Excerpt:
------------------------------------------------------------

November 20, 2008 at 6:49 am
Hello,
I have been told that the keyword DISTINCT is rather costly for sqlserver and was wondering with witch statement we could bypass this keyword and still become the resultset
consider this:
CREATE TABLE [dbo].[tbl_1](
[tbl1_id] [int] NOT NULL,
[field1] [varchar](50) COLLATE Latin1_General_BIN NOT NULL
) ON [PRIMARY]
GO
CREATE TABLE [dbo].[tbl_2](
[tbl2_id] [int] NOT NULL,
[tbl1_id] [int] NOT NULL,
[tbl2_actief] [bit] NOT NULL CONSTRAINT [DF_tbl_2_tbl2_actief] DEFAULT ((1))
) ON [PRIMARY]
INSERT INTO [tbl_1] (
[tbl1_id],
[field1]
)
SELECT 1,'A'
UNION ALL
SELECT 2,'B'
UNION ALL
SELECT 3,'C'
INSERT INTO [tbl_2] (
[tbl2_id],
[tbl1_id],
[tbl2_actief]
)
SELECT 1,1,1
UNION ALL
SELECT 2,1,1
UNION ALL
SELECT 3,2,0
SELECT DISTINCT [t].[tbl1_id], [field1] FROM [tbl_1] AS t INNER JOIN [tbl_2] AS t2 ON t.[tbl1_id] = t2.[tbl1_id] WHERE [tbl2_actief] = 1
shows me only:
tbl1_id field1
1 A
This works for me because it shows me al fields from table1 for witch there is a relation in table 2 and this relation is active in table2
Because i need only all fields from table 1 and none from table 2 the distinct does what it should for me
But can we make another select statement that does not need the distinct en still gives me the same results back .?

------------------------------------------------------------

Your instructions: For each statement, state yes or no on whether the forum post on avoiding DISTINCT agrees with it, and quote the words of the post that decide it. (a) In tbl_2, the column tbl2_actief defaults to 1. (b) The desired result includes fields from both tables. (c) The column field1 uses the Latin1_General_BIN collation.

Dataset entries:
------------------------------------------------------------

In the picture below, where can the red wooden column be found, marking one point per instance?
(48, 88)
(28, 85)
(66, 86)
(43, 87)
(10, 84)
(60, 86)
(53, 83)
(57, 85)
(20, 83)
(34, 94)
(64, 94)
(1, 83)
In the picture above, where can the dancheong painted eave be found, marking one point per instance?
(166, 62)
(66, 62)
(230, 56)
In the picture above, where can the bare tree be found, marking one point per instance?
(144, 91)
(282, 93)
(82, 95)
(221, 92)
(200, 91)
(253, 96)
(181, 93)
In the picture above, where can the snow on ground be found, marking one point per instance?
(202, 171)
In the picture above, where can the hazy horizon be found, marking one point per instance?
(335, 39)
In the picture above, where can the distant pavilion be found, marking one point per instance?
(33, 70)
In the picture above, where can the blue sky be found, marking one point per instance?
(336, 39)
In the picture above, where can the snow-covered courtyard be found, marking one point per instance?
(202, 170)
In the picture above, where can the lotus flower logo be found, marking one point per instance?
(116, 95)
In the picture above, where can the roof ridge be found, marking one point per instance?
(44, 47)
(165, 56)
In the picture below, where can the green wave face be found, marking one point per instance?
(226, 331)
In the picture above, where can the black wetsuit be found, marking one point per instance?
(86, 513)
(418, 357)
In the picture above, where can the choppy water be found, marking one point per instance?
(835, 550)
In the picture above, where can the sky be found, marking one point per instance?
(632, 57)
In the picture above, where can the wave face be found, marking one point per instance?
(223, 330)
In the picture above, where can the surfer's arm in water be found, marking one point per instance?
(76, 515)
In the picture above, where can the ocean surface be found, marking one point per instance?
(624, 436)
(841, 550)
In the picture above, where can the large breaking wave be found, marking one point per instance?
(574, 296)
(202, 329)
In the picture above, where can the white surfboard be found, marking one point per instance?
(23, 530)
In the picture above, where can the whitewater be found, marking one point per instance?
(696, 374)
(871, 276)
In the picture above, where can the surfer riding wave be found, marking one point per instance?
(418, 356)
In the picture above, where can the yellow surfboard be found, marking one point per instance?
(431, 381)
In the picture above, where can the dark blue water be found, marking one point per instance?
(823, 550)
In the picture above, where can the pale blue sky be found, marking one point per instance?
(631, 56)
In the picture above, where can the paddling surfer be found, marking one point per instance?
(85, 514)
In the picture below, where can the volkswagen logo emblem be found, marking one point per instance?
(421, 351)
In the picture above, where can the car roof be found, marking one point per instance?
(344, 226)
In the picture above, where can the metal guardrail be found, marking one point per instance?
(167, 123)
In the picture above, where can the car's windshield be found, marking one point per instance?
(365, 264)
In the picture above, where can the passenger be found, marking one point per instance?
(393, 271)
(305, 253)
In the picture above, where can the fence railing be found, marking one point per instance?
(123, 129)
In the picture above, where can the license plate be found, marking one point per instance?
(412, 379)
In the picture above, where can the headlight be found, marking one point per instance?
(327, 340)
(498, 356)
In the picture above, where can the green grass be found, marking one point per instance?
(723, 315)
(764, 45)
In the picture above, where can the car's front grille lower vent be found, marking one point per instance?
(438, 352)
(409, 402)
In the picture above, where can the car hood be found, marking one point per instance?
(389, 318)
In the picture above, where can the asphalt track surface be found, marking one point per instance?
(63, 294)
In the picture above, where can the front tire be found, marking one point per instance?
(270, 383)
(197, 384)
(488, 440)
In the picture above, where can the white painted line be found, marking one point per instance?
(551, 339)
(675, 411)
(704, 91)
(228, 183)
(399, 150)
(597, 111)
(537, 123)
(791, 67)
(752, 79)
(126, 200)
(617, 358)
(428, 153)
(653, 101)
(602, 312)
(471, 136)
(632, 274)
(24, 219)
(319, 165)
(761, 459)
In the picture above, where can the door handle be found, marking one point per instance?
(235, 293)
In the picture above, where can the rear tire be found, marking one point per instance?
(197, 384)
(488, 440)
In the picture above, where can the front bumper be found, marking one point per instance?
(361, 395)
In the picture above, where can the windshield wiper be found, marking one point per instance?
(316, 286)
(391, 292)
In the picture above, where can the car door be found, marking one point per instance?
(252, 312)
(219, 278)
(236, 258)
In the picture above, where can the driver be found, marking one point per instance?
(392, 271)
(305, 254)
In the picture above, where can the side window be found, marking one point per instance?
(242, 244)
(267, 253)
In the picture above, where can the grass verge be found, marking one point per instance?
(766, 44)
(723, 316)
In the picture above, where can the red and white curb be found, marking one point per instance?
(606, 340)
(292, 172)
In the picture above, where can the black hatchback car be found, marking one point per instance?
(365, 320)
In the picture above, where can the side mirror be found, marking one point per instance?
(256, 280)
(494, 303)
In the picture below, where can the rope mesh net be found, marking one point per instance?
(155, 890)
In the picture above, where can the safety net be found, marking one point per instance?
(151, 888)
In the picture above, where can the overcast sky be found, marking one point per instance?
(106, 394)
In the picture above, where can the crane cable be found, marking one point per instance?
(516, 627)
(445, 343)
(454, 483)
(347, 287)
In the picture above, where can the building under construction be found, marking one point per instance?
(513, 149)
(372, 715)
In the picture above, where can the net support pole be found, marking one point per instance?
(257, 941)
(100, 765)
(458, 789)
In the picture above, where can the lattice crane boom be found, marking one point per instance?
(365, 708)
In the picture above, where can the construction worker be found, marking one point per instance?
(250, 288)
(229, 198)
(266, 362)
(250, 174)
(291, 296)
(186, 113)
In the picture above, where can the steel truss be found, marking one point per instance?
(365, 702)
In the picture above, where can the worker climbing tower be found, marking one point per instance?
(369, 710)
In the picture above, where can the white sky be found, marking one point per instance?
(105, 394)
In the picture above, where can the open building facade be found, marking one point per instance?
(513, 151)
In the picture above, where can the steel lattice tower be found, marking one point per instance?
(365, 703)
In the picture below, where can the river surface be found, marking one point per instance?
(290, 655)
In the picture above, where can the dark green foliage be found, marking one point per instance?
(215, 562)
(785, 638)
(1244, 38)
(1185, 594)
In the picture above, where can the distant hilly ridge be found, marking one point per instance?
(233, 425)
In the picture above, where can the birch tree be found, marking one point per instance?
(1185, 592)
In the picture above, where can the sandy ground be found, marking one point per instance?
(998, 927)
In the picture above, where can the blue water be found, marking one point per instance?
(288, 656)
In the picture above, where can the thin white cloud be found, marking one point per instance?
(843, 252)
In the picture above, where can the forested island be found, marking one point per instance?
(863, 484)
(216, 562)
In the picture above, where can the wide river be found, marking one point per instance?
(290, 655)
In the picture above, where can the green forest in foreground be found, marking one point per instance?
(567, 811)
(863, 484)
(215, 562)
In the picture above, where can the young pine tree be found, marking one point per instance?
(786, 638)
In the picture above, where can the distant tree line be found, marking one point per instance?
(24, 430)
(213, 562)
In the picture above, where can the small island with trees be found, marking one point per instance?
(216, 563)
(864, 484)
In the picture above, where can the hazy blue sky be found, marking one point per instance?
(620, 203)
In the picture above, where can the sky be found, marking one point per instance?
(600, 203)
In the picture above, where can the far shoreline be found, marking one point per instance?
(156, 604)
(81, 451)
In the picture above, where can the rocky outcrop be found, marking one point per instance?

------------------------------------------------------------

Complete output:
(a) Yes: "[tbl2_actief] [bit] NOT NULL CONSTRAINT [DF_tbl_2_tbl2_actief] DEFAULT ((1))"
(b) No: "i need only all fields from table 1 and none from table 2"
(c) Yes: "[field1] [varchar](50) COLLATE Latin1_General_BIN NOT NULL"